### The problem
Beginning at the line that contains "Kindly outline every", output each line exactly through the end of the records, and drop any pictures.

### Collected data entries
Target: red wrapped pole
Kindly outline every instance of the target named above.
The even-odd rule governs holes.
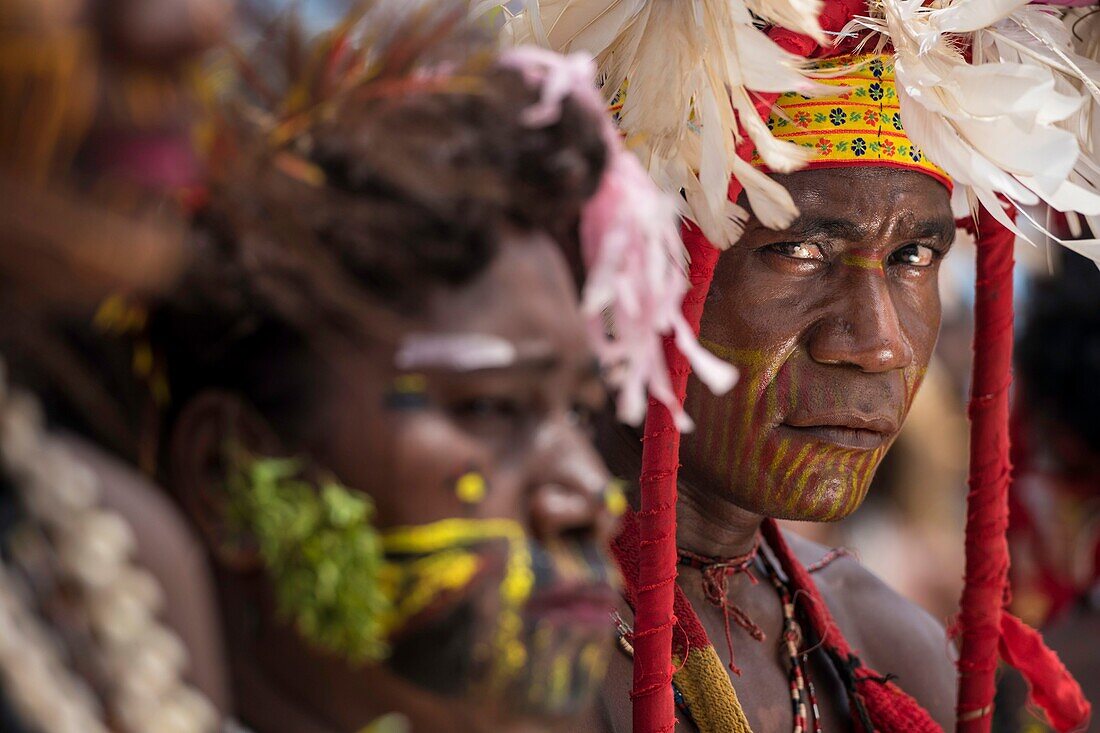
[[[696,333],[703,303],[710,290],[718,250],[694,226],[683,229],[691,257],[691,290],[684,298],[684,316]],[[691,367],[670,337],[665,359],[672,388],[681,404]],[[641,509],[638,512],[638,590],[634,608],[634,701],[637,733],[666,733],[676,727],[672,700],[672,612],[676,588],[676,477],[680,468],[680,433],[672,415],[650,399],[642,447]]]
[[[757,111],[766,116],[775,94],[761,94]],[[737,154],[748,160],[752,141],[745,137]],[[736,201],[741,184],[730,181],[729,197]],[[691,288],[684,296],[683,312],[691,330],[699,334],[703,305],[710,292],[717,247],[690,222],[680,232],[691,265]],[[682,405],[687,395],[691,365],[672,336],[665,337],[665,360],[676,399]],[[680,431],[672,414],[661,403],[649,400],[642,433],[642,473],[638,481],[641,508],[638,511],[638,588],[634,602],[634,687],[632,719],[635,733],[667,733],[676,727],[676,706],[672,699],[672,611],[676,586],[676,479],[680,473]]]
[[[1005,610],[1008,598],[1008,390],[1012,382],[1012,248],[1015,235],[982,210],[974,375],[970,398],[970,493],[966,512],[966,585],[959,609],[959,733],[988,733],[997,663],[1016,667],[1058,731],[1083,730],[1091,706],[1037,632]]]
[[[971,383],[970,492],[966,497],[966,584],[959,610],[959,733],[988,733],[1008,587],[1008,397],[1012,383],[1015,235],[982,210]]]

### Response
Kindly outline every instance of the target named above.
The even-odd rule governs holes.
[[[696,333],[703,303],[710,290],[718,250],[694,226],[683,229],[691,257],[691,290],[684,298],[684,316]],[[691,367],[670,337],[665,359],[672,388],[681,404]],[[641,509],[638,512],[638,590],[634,608],[634,701],[637,733],[666,733],[676,727],[672,700],[672,612],[676,588],[676,477],[680,468],[680,433],[672,415],[650,399],[642,447]]]
[[[757,111],[766,116],[775,94],[761,94]],[[737,154],[748,160],[752,141],[745,137]],[[736,201],[741,184],[730,181],[729,197]],[[691,288],[684,296],[683,312],[691,330],[699,334],[703,305],[710,292],[717,247],[690,222],[680,232],[691,265]],[[682,405],[687,395],[691,365],[672,336],[665,337],[665,360],[676,399]],[[680,431],[672,414],[661,403],[649,400],[642,433],[642,473],[638,481],[641,508],[638,511],[638,588],[634,602],[634,687],[632,719],[635,733],[667,733],[676,727],[676,706],[672,699],[672,611],[676,586],[676,479],[680,473]]]
[[[1005,610],[1008,598],[1008,390],[1012,382],[1012,248],[1015,235],[982,210],[974,375],[970,398],[970,493],[966,512],[966,585],[959,609],[959,733],[988,733],[997,663],[1016,667],[1058,731],[1083,730],[1091,706],[1037,632]]]
[[[971,383],[970,492],[966,497],[966,584],[959,610],[959,733],[988,733],[1008,587],[1008,397],[1012,383],[1015,235],[982,210]]]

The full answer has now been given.